| EXERCISES TO COMPLETE |
(a) In the passage on mind-brain dependence, why is the mind's dependence on the brain not expected on theism?
(b) Rewrite the stretch of the passage on mind-brain dependence from "When I say the" through "causes moodiness, etc.", replacing "caffeine" with "alcohol".
(c) Summarize the argument about mind-brain dependence in two sentences.

But would God create minds? Would God create finite minds? Would God create human minds? These are good questions.
However, even if we grant that theism predicts human minds, that argument commits the fallacy of understated evidence. The more specific data we are aware of overwhelmingly indicates that the mind is highly (physically) dependent on the brain. The fact that the mind is dependent on the brain is not at all expected on theism. It’s not expected because God is said to be a disembodied mind.
When I say the mind is (physically) dependent on the brain, I’m not even saying that the mind is identical to the brain (although, dependence might be what you would expect on the identity thesis). In addition, while correlations of mental states with physical states don’t entail causation, correlations obviously are evidence of causation. And, antecedently, one wouldn’t predict correlations on dualism. Instead, what we get is ad hoc excuses like “the soul is using the body”, which is an assumption that naturalism doesn’t need.
The evidence that the mind is dependent on the brain is overwhelming. If the mind weren’t dependent, then it would be utterly surprising that caffeine works at all, that lack of sleep causes moodiness, etc. 
Therefore, not only is the dependency of mind surprising on dualism, it is also surprising on theism. For on theism, God is a disembodied mind who is capable of making only souls, and we would expect that precisely because God is a disembodied mind. However, on naturalism, there are no souls. Thus, naturalism entails that there will at least be some type of physical dependency of the mind on the brain (e.g. causal dependency). Theism doesn’t entail this and actually predicts the opposite.
 As a side note, I once had a psychiatrist tell me that he was a substance dualist. This struck me as odd. If dualism were true, we wouldn’t predict that psychiatric medications would work at all. The fact that they stop working in some people is due to tolerance, not some mysterious soul!

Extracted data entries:
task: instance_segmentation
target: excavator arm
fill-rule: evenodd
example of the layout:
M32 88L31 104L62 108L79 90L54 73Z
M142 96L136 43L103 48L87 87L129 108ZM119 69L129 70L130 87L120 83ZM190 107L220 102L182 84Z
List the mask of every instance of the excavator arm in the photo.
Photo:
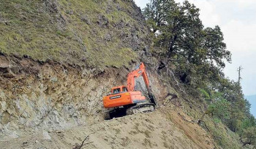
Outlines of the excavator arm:
M151 89L149 86L148 77L146 74L146 71L143 63L140 63L132 72L128 74L127 76L127 90L129 92L135 91L135 78L142 76L148 92L148 97L150 101L157 105L155 98L151 93Z

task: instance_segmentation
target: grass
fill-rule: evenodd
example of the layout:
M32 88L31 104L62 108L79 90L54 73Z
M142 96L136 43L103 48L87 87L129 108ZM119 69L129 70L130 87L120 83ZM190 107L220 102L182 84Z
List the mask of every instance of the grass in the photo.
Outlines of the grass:
M134 43L121 36L140 25L127 12L133 11L132 2L49 1L57 1L56 12L39 0L0 0L0 52L99 68L127 66L137 58ZM84 16L89 24L82 20ZM108 26L98 25L102 16L108 20ZM130 25L118 29L116 25L121 21ZM137 32L146 36L142 31ZM105 40L109 35L110 40Z

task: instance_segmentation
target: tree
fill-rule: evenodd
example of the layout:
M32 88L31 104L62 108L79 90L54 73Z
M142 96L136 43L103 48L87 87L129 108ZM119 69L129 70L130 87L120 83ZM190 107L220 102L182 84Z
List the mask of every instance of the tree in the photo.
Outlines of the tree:
M204 29L199 12L187 1L180 4L173 0L151 0L143 9L152 32L159 33L154 44L162 63L176 65L181 81L195 87L218 78L225 67L223 59L230 61L219 27Z

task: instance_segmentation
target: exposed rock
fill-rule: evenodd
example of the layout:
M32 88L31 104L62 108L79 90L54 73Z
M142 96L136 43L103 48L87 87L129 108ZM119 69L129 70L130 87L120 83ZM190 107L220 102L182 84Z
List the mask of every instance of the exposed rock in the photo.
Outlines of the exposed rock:
M100 25L102 27L108 27L109 26L108 19L105 15L99 15L99 16L97 23L99 25Z
M89 17L87 15L83 15L82 17L81 17L81 20L86 23L86 24L88 25L91 25L91 21L90 21L90 19L89 18Z
M42 131L42 137L45 140L51 140L51 137L50 136L49 133L45 130Z

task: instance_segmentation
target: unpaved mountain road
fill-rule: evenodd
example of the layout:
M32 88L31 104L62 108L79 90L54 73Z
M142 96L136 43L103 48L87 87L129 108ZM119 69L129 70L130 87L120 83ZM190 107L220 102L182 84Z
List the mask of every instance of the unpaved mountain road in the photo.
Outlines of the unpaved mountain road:
M1 140L1 148L73 148L89 135L82 148L214 148L212 138L181 110L168 106L66 130L23 132Z

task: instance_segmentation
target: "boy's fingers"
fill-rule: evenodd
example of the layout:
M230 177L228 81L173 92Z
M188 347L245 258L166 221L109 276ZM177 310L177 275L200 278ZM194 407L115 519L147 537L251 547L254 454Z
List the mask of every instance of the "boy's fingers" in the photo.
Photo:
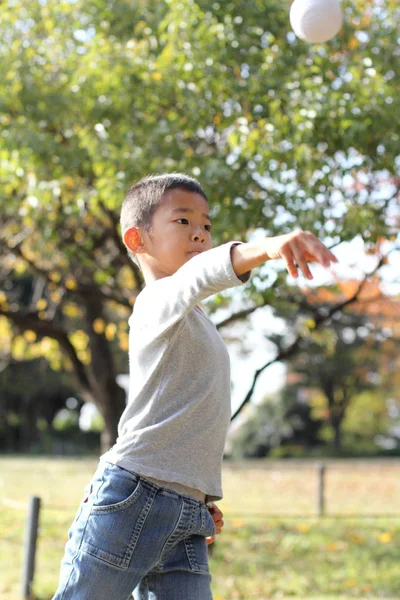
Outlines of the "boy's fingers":
M293 252L290 250L289 247L285 249L282 248L281 256L286 265L287 270L289 271L289 274L297 279L299 273L296 269L296 265L294 264Z
M298 267L301 269L301 272L303 273L304 277L306 277L307 279L312 279L312 273L308 267L307 264L307 260L305 258L305 252L304 250L302 250L301 248L297 248L296 246L293 247L293 254L294 254L294 259L296 261L296 264L298 265Z

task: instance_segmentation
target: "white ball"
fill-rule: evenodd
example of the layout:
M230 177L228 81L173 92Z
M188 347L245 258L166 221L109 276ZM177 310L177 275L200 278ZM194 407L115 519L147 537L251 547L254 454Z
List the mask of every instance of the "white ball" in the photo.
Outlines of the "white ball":
M294 0L290 24L300 39L320 44L332 39L342 27L339 0Z

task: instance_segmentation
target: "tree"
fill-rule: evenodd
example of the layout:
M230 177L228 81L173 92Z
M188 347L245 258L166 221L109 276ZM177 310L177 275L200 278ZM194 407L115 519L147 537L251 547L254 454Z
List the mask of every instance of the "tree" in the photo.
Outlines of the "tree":
M348 281L336 290L308 292L308 308L311 314L316 305L319 311L326 311L334 300L352 297L355 289L359 289L359 282ZM317 331L309 316L303 321L299 352L290 358L288 368L301 376L302 388L318 388L324 394L337 450L350 403L362 392L381 388L382 381L386 381L386 389L381 391L387 395L396 389L398 307L399 299L385 295L375 277L364 286L357 302L334 316L324 331Z
M390 235L396 5L348 2L326 46L296 40L272 0L0 10L3 345L75 374L106 449L125 402L115 349L143 285L118 232L126 188L149 172L198 176L216 244L294 224L331 244ZM275 278L254 278L247 310L280 301Z

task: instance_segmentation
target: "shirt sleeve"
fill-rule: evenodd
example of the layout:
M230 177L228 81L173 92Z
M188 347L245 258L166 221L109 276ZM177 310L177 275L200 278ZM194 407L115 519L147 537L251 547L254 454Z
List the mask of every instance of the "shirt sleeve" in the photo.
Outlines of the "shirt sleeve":
M246 283L251 271L238 277L231 258L232 248L241 243L228 242L197 254L170 277L148 284L136 299L131 317L137 317L136 326L165 331L202 300Z

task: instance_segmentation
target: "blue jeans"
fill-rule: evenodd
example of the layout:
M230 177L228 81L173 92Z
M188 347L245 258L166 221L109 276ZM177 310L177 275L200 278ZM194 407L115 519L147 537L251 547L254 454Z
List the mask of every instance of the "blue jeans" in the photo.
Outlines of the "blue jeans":
M53 600L212 600L202 502L111 463L87 488Z

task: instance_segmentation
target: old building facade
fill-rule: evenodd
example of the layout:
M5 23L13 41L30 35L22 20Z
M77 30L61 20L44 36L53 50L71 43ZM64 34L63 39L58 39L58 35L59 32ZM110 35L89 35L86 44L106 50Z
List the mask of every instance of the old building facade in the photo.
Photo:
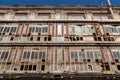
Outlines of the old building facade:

| SOLUTIONS IN ORDER |
(a) It is not expected because God is said to be a disembodied mind.

(b)
When I say the mind is (physically) dependent on the brain, I’m not even saying that the mind is identical to the brain (although, dependence might be what you would expect on the identity thesis). In addition, while correlations of mental states with physical states don’t entail causation, correlations obviously are evidence of causation. And, antecedently, one wouldn’t predict correlations on dualism. Instead, what we get is ad hoc excuses like “the soul is using the body”, which is an assumption that naturalism doesn’t need.
The evidence that the mind is dependent on the brain is overwhelming. If the mind weren’t dependent, then it would be utterly surprising that alcohol works at all, that lack of sleep causes moodiness, etc.

(c) The evidence that the mind is dependent on the brain is overwhelming: without that dependence, it would be utterly surprising that caffeine works or that lack of sleep causes moodiness. This dependence is surprising on dualism and on theism, since God is said to be a disembodied mind, whereas naturalism, on which there are no souls, entails some physical dependency of the mind on the brain.